Supplied records

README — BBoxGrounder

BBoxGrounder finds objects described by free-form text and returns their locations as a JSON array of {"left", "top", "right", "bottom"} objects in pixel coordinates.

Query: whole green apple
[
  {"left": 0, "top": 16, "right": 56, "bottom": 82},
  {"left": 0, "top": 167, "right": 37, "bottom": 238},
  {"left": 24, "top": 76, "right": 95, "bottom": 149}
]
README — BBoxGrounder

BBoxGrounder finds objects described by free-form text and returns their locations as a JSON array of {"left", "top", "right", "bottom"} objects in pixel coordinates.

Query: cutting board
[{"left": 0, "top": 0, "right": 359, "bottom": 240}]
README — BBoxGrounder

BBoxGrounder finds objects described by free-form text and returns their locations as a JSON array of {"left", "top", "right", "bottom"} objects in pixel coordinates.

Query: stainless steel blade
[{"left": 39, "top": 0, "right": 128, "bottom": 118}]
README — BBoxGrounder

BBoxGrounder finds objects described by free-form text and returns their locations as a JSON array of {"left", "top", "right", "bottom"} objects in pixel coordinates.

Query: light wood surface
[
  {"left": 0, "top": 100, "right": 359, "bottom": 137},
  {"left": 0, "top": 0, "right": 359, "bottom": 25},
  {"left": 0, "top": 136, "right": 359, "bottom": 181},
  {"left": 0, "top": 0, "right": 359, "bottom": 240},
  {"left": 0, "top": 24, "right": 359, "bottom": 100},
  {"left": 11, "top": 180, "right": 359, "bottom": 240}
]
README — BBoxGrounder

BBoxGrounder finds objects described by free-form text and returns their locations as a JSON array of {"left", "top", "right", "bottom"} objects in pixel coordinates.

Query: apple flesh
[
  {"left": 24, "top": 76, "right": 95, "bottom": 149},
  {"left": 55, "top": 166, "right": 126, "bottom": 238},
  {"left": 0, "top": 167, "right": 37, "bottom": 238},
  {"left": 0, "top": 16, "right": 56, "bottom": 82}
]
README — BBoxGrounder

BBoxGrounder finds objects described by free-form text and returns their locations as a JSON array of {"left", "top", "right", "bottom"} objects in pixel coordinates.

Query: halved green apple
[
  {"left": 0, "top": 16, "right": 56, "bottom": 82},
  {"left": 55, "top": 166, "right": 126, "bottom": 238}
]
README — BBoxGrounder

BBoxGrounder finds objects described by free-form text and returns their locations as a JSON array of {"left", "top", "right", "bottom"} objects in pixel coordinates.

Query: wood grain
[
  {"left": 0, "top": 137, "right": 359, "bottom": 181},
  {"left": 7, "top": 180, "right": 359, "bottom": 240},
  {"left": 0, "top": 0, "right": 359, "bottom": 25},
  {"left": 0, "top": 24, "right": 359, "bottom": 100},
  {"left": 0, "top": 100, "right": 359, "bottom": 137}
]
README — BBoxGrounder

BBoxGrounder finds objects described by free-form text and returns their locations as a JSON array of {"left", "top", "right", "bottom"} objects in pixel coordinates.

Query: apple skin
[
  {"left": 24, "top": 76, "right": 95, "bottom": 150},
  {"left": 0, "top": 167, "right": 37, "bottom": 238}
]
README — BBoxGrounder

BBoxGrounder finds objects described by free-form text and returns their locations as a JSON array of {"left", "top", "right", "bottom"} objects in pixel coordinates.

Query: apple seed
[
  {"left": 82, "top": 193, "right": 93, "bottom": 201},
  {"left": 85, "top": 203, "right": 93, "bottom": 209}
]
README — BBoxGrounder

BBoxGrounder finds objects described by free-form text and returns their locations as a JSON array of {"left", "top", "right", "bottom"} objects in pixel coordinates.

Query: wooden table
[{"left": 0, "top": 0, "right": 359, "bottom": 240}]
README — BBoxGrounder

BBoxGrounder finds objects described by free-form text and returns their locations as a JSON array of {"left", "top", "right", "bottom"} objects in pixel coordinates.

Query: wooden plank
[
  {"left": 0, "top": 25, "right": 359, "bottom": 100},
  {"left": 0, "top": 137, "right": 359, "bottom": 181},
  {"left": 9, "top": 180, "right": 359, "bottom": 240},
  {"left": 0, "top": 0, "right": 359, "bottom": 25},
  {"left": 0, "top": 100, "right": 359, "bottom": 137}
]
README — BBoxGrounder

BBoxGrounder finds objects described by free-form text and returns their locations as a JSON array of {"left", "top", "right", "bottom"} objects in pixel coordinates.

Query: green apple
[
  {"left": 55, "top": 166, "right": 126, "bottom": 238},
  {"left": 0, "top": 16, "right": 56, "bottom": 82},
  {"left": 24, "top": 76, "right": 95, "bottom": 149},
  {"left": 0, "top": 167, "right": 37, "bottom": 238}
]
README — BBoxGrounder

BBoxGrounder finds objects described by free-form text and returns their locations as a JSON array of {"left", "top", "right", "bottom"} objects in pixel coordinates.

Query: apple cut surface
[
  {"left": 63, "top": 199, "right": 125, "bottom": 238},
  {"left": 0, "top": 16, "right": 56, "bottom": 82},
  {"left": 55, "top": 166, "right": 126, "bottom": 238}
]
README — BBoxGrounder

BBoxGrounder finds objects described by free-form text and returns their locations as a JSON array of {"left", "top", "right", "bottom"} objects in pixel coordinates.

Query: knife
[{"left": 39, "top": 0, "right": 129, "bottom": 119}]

Task brief
Extract every line of the listing above that contains the word "wooden".

The result
Query: wooden table
Query: wooden plank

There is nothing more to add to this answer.